**TEXT EXCERPT:**

☆ ☆ ☆ ☆ ☆

According to defendant, in applying the common law discovery rule, California courts generally have burdened plaintiffs with justifying any undue delay in filing their complaints. (See generally, April Enterprises, Inc. v. KTTV, supra, 147 Cal.App.3d at pp. 829, 833.) Defendant further asserts that the Legislature, when enacting the one-year-from-discovery provision of section 340.6(a) in 1977 (Stats. 1977, ch. 863, § 1, p. 2609), intended to codify for attorney malpractice cases a version of the common law discovery rule of delayed accrual, one that incorporates the prevailing judicial allocation of burdens of proof thereunder. In advancing this legislative intent argument, however, defendant refers neither to the text of section 340.6 nor to any legislative history materials.


Defendant does not dispute he has the burden of proof on section 340.6(a)'s basic four-years-from-occurrence limitation on attorney malpractice actions. As previously explained, a defendant must prove the facts necessary to enjoy the benefit of a statute of limitations (Evid. Code, § 500; see, e.g., Kaiser Foundation Hospitals v. Workers' Comp. Appeals Bd. (1985) 39 Cal.3d 57, 67, fn. 8; Colonial Ins. Co. v. Ind. Acc. Com. (1945) 27 Cal.2d 437, 440) and, indisputably, section 340.6(a)'s four-year provision is, as section 340.6(a) is generally, a statute of limitations.

☆ ☆ ☆ ☆ ☆

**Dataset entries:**
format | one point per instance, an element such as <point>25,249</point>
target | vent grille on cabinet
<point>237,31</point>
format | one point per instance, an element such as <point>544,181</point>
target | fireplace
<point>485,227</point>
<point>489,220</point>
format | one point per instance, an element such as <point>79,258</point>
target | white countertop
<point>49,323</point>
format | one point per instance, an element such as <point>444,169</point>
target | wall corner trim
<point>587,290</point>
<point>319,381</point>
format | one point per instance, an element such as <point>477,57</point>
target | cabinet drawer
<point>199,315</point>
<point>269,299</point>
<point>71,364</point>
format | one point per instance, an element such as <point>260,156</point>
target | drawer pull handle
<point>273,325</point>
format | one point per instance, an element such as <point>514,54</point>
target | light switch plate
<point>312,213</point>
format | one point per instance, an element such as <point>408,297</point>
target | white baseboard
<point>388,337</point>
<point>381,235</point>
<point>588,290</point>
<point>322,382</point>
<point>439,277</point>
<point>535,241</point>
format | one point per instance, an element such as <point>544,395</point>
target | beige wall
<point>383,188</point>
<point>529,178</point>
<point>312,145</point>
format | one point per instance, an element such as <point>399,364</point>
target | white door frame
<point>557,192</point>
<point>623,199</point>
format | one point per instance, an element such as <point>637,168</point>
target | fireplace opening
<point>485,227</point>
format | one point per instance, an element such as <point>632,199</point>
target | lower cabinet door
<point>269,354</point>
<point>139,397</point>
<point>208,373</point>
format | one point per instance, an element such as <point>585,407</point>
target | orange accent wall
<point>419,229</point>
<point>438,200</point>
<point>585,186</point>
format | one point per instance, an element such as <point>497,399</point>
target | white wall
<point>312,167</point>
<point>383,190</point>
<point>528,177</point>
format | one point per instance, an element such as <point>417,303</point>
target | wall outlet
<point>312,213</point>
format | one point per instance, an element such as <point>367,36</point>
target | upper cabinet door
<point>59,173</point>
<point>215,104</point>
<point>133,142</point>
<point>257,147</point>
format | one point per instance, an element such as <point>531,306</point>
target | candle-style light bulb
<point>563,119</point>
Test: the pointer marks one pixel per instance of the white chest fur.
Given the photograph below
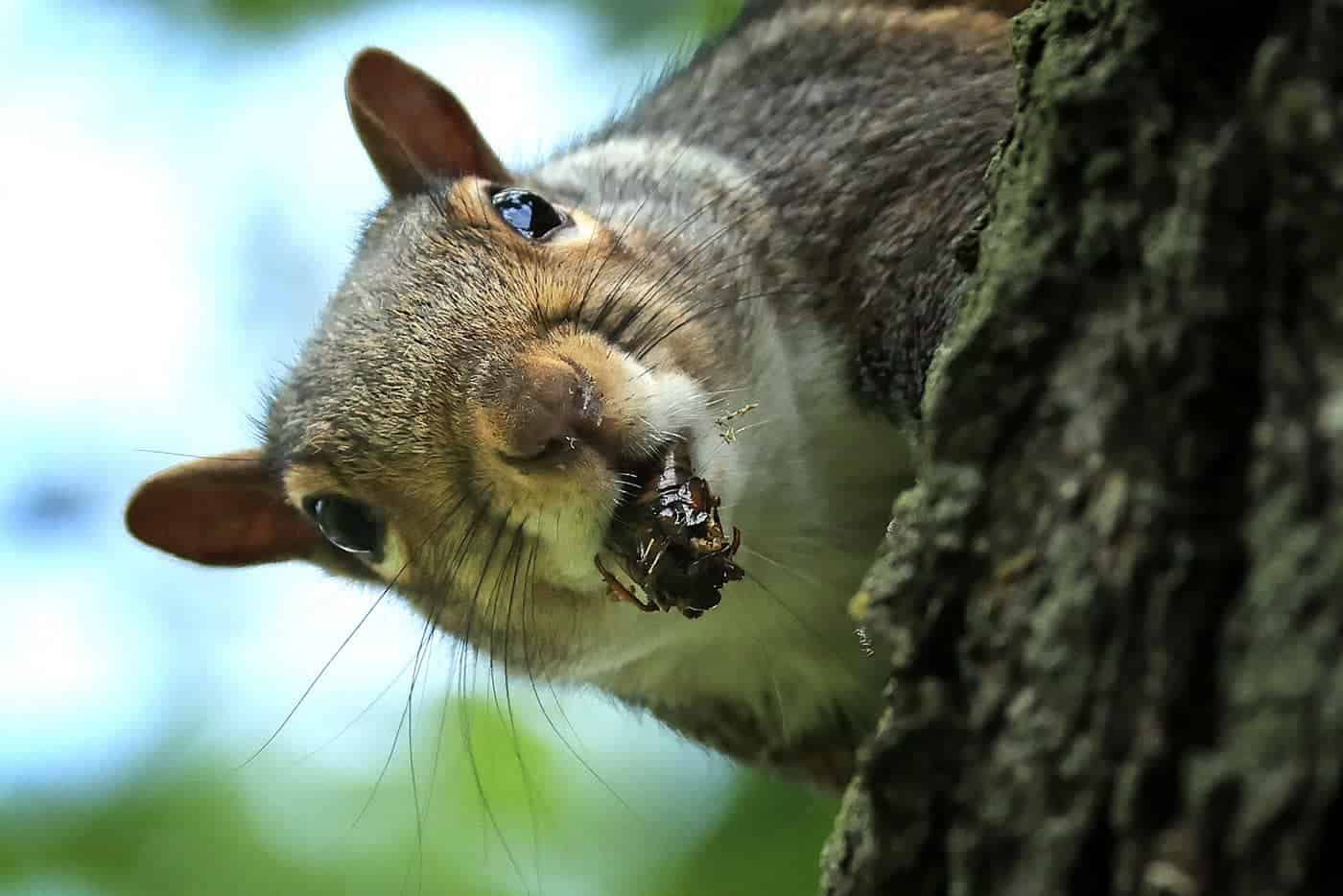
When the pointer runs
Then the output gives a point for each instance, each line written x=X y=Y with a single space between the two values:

☆ ☆ ☆ ☆ ☆

**WHAT TO WORK ON:**
• 1. According to the excerpt on the attorney malpractice limitations statute, in what year did the Legislature enact the one-year-from-discovery provision of section 340.6(a)?
• 2. Rewrite the part of the excerpt on the attorney malpractice limitations statute that begins at the words "Defendant does not" and stops after "statute of limitations.", swapping "statute of limitations" for "limitations statute".
• 3. Write the next part of the excerpt on the attorney malpractice limitations statute, picking up after its final sentence.

**YOUR RESPONSES:**
• 1. 1977

• 2.
Defendant does not dispute he has the burden of proof on section 340.6(a)'s basic four-years-from-occurrence limitation on attorney malpractice actions. As previously explained, a defendant must prove the facts necessary to enjoy the benefit of a limitations statute (Evid. Code, § 500; see, e.g., Kaiser Foundation Hospitals v. Workers' Comp. Appeals Bd. (1985) 39 Cal.3d 57, 67, fn. 8; Colonial Ins. Co. v. Ind. Acc. Com. (1945) 27 Cal.2d 437, 440) and, indisputably, section 340.6(a)'s four-year provision is, as section 340.6(a) is generally, a limitations statute.

• 3.
For the same reason, defendant has the burden of proof on section 340.6(a)'s alternate one-year-from-discovery limitation on attorney malpractice actions. Simply stated, this one-year alternate provision also is a statute of limitations and, therefore, a defendant must prove the facts necessary to enjoy its benefit. That the alternate limitations provision happens to use verbal cognates of the noun "discovery" cannot be deemed to effect an incorporation of the "discovery rule," complete and in its entirety. Unlike the discovery rule, which is "treated as an exception" to the statute of limitations (Hobart v. Hobart Estate Co. (1945) 26 Cal.2d 412, 437), section 340.6(a)'s alternate limitations provision is indeed a statute of limitations. And unlike the discovery rule, which runs in favor of the plaintiff by enlarging his or her time without a set limit, the alternate limitations provision of section 340.6(a) runs in favor of the defendant by cutting off the plaintiff's time definitively. (See Flowers v. Torrance Memorial Hospital Medical Center, supra, 8 Cal.4th at p. 999.)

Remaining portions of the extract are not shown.